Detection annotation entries
-- START --

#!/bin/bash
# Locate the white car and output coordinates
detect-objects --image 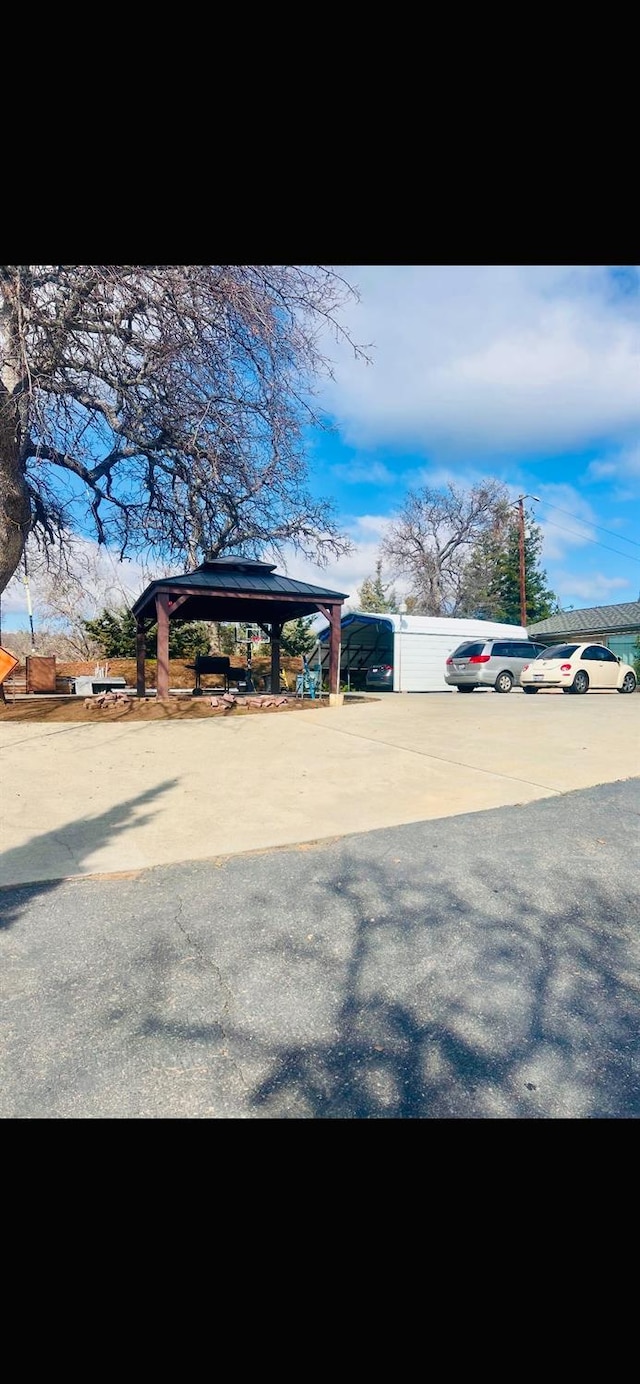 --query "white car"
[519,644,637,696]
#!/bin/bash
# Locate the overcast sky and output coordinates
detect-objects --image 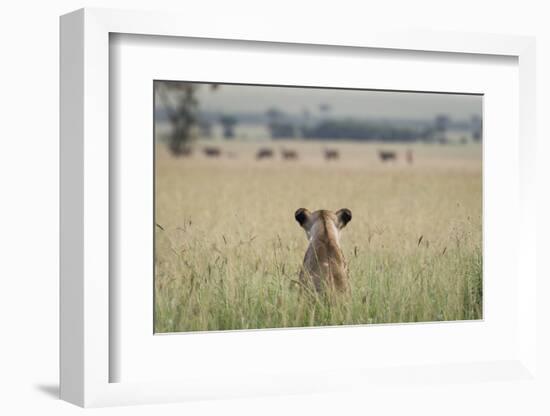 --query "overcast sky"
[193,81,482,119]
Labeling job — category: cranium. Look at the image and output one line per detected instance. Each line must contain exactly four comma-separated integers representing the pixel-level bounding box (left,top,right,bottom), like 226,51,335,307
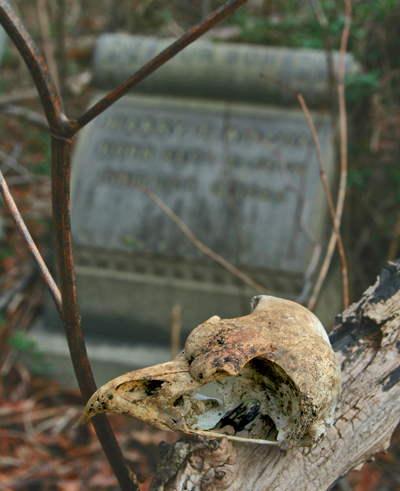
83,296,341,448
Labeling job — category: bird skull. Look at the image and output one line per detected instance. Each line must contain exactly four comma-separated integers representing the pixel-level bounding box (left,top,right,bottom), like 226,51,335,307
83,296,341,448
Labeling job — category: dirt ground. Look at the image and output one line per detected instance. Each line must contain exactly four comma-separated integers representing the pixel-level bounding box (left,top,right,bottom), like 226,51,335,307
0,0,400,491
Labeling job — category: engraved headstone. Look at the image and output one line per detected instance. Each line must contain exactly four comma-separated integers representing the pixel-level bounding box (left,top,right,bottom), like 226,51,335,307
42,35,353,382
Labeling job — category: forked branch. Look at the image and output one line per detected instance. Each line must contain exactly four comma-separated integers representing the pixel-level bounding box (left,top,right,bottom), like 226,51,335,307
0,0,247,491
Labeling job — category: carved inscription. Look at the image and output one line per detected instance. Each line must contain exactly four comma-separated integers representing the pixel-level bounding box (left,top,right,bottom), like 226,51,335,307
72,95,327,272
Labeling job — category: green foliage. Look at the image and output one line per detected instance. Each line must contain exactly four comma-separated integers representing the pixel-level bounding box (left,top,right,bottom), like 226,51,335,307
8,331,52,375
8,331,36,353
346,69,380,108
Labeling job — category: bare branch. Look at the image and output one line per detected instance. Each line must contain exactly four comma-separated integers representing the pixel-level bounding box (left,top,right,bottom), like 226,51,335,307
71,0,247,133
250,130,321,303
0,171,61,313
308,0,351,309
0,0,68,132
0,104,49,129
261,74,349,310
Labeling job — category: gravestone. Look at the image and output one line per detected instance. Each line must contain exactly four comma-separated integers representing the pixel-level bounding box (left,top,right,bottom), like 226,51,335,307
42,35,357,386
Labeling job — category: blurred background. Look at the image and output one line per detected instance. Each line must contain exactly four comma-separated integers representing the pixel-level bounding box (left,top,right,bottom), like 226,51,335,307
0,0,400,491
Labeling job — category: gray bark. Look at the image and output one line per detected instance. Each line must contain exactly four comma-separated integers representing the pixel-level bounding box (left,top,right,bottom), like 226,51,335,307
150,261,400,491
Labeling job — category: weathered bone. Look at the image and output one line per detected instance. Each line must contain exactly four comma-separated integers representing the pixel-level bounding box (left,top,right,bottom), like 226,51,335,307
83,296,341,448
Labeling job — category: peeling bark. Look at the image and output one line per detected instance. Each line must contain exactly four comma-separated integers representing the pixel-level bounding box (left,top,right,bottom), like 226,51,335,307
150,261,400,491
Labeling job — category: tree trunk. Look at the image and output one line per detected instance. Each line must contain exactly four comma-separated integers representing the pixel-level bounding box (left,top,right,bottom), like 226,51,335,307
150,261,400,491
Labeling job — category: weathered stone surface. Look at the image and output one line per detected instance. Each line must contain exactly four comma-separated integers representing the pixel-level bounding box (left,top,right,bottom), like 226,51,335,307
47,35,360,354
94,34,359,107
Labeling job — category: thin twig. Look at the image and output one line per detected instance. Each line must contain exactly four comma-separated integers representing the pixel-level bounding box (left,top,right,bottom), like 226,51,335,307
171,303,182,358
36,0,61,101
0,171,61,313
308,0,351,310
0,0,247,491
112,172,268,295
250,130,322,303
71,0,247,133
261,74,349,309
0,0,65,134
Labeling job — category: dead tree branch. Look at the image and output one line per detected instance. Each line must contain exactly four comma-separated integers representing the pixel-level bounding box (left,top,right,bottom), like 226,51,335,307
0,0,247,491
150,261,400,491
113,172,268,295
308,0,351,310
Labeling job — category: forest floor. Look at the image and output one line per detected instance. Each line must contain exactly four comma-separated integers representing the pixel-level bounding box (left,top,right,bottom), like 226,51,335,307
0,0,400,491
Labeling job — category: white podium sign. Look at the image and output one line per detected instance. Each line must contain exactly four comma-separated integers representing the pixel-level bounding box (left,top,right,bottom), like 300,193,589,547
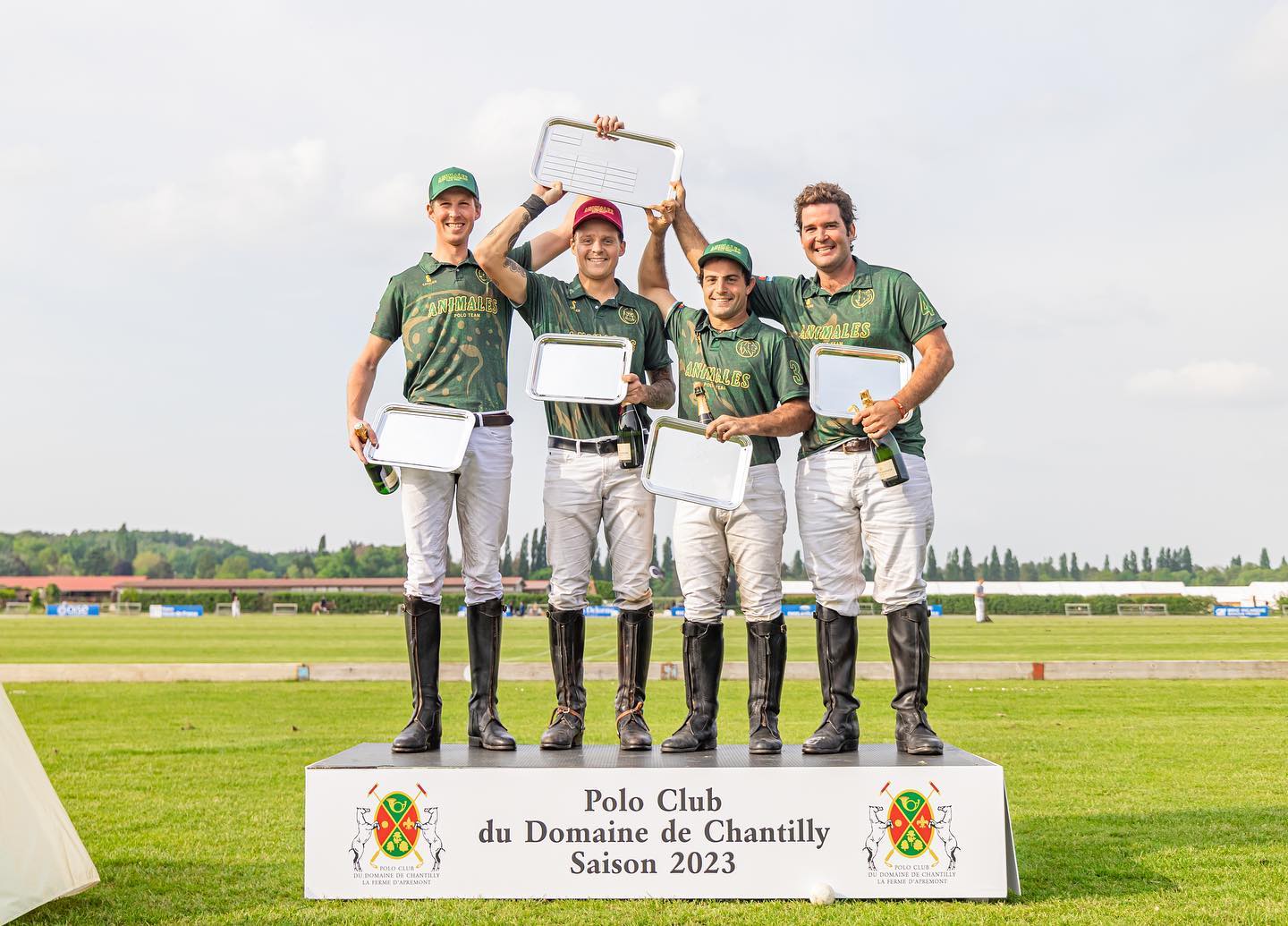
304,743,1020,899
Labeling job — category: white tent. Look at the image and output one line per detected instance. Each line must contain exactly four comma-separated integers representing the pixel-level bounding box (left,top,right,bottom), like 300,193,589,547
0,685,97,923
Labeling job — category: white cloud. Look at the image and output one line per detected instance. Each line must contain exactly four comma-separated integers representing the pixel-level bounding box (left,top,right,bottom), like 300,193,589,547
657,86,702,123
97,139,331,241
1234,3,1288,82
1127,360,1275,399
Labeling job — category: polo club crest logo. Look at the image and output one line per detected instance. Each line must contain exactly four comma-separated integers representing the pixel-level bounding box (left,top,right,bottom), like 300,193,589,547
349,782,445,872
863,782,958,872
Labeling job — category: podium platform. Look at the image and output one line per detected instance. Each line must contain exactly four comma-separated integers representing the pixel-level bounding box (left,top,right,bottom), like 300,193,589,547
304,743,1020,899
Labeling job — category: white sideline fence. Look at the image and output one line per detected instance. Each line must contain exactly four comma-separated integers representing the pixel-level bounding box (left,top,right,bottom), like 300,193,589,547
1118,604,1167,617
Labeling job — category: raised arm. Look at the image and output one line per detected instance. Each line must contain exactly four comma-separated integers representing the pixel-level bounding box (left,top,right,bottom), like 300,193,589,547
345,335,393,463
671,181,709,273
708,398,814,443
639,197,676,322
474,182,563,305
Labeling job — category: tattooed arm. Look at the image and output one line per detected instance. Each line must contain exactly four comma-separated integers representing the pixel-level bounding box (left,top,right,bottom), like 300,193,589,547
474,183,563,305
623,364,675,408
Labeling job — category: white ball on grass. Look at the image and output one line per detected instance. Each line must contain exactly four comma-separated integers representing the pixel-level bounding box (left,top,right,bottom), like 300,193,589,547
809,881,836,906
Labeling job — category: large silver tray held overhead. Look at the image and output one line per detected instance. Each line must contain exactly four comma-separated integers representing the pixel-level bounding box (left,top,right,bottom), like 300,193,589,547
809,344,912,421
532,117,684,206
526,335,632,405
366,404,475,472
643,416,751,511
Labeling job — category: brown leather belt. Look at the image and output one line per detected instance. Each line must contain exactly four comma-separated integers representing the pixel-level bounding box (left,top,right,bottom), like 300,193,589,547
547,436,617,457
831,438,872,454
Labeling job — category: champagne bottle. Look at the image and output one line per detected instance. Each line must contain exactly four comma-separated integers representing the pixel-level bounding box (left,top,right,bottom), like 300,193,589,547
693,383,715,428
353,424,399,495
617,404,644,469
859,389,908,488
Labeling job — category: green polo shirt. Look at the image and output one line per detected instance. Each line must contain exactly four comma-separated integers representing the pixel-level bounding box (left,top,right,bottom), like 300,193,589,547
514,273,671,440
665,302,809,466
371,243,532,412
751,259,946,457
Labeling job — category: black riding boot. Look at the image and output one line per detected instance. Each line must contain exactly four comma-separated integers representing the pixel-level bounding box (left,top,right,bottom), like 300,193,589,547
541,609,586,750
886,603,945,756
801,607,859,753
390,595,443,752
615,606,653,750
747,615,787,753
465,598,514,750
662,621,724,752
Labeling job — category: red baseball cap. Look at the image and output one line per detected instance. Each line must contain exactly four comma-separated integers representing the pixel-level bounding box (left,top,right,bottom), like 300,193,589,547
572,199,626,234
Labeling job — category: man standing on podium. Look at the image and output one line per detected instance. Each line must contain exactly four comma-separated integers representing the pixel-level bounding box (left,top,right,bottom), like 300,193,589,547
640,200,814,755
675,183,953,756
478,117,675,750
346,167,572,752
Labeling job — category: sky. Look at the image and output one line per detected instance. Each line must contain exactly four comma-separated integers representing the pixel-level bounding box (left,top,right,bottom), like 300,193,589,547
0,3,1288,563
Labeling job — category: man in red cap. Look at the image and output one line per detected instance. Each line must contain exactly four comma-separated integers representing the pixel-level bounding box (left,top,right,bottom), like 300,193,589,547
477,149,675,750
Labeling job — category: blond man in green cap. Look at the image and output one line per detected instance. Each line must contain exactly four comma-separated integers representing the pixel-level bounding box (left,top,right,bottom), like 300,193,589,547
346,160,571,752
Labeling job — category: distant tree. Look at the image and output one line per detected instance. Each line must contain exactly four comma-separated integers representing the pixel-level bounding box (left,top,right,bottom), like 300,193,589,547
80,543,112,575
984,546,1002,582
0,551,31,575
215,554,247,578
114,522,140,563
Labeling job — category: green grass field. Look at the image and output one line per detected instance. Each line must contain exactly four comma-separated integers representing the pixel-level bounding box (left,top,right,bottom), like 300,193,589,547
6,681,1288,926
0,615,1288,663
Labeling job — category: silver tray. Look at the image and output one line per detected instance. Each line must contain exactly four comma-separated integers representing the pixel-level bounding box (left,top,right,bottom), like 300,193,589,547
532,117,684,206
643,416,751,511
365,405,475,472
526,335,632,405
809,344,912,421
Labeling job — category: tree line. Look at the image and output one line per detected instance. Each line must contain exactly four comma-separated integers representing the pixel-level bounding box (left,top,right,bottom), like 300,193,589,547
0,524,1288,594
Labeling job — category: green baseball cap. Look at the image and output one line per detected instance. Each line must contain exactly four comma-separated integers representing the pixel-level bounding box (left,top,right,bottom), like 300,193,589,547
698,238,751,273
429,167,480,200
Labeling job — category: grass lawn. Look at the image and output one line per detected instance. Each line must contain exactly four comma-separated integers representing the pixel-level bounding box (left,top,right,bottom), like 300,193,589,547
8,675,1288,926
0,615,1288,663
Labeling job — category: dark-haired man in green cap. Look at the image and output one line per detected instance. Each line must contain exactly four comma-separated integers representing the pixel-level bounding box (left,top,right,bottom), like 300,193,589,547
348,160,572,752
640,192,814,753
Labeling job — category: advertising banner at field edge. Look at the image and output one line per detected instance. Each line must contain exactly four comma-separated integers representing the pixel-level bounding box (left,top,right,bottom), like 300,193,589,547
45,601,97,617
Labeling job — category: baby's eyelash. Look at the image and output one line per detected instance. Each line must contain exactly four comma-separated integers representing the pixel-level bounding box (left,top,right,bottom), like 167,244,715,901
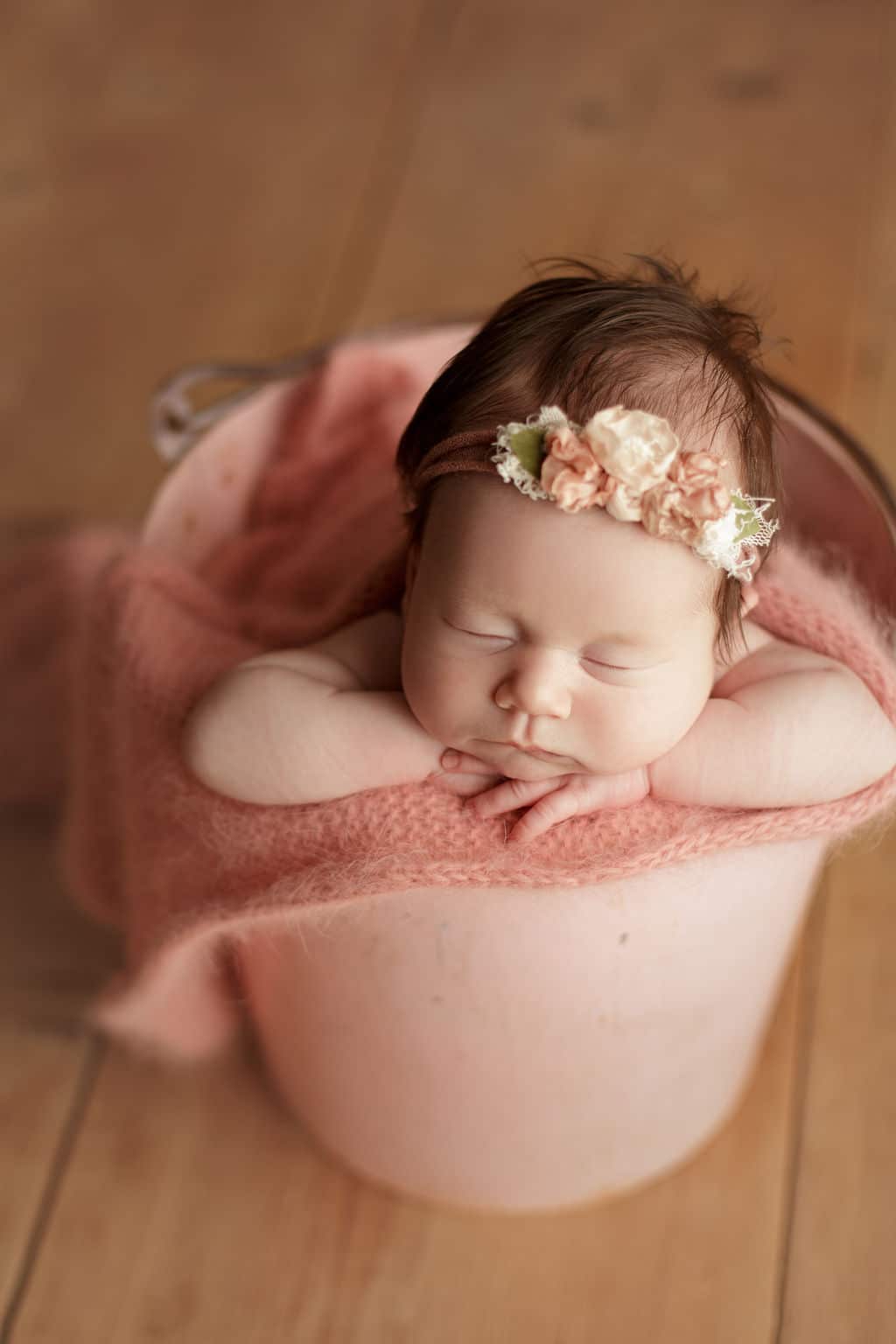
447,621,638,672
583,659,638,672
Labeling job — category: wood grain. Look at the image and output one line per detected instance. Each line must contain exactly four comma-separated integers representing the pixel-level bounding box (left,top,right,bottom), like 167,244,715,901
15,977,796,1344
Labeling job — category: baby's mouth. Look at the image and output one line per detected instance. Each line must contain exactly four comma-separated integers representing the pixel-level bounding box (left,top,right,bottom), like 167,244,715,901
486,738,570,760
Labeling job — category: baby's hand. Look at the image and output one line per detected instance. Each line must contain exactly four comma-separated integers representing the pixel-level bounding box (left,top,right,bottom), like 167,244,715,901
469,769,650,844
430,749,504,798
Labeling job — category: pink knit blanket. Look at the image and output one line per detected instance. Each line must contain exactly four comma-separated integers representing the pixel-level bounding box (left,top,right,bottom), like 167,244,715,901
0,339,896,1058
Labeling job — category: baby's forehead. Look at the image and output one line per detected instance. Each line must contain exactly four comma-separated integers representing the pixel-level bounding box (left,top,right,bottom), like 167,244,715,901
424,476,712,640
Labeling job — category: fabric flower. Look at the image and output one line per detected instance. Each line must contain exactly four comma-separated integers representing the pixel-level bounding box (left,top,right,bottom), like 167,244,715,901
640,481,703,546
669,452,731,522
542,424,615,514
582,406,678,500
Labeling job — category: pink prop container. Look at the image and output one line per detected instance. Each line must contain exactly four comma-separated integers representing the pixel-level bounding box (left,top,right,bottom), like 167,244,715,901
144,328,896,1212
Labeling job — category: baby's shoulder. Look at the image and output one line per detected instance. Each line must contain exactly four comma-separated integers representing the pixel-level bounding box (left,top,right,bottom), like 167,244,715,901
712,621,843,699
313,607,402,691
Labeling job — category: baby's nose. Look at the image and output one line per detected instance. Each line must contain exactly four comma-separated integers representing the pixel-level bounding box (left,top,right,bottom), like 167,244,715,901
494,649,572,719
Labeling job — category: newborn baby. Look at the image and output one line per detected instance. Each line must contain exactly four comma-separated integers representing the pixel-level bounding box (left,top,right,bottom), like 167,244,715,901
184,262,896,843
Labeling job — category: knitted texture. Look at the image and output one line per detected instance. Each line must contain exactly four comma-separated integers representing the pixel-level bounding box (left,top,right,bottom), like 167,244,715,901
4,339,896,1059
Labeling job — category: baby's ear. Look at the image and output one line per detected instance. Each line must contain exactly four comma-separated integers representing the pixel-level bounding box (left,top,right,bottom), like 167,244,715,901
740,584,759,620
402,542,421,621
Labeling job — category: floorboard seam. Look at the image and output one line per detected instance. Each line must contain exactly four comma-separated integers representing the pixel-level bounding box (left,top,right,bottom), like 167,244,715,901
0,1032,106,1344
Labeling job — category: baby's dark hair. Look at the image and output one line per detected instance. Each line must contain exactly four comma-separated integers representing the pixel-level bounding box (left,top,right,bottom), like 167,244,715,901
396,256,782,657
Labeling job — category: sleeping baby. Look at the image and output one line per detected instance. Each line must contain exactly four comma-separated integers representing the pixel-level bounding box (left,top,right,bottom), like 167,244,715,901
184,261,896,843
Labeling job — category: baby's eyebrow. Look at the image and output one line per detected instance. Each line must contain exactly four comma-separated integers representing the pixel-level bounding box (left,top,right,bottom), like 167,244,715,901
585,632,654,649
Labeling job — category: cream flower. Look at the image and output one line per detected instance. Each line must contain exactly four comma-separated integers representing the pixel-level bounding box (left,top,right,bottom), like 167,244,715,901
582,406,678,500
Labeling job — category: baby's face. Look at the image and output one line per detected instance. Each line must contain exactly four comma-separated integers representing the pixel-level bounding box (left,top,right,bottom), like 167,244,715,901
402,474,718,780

-- END --

→ TASK PROMPT: Repeat the lines from the one with "Labeling job — category: sky." up to and including the one with "346,160,571,752", word for word.

→ RESPONSE TO THE EXERCISE:
Labeling job — category: sky. Look at the image and output one line per detected instance. Each line must contain exactly four comma-separated integers representing the pixel-level bounding box (left,top,right,bottom), like 300,193,589,547
0,3,1288,563
Labeling job — category: man in red cap. Look at the image and output one line per detected instance. Each line must contain exactly four comma-separated integers representing the pixel-level bounding box (left,top,right,bottom), like 300,193,589,547
477,149,675,750
Labeling job — category: blond man in green cap. Look at the image and output one line per detected instance. Each line must contain exactly four comma-separated integers representing the pixel-level bounding box (left,top,right,bottom), like 300,193,589,547
346,160,571,752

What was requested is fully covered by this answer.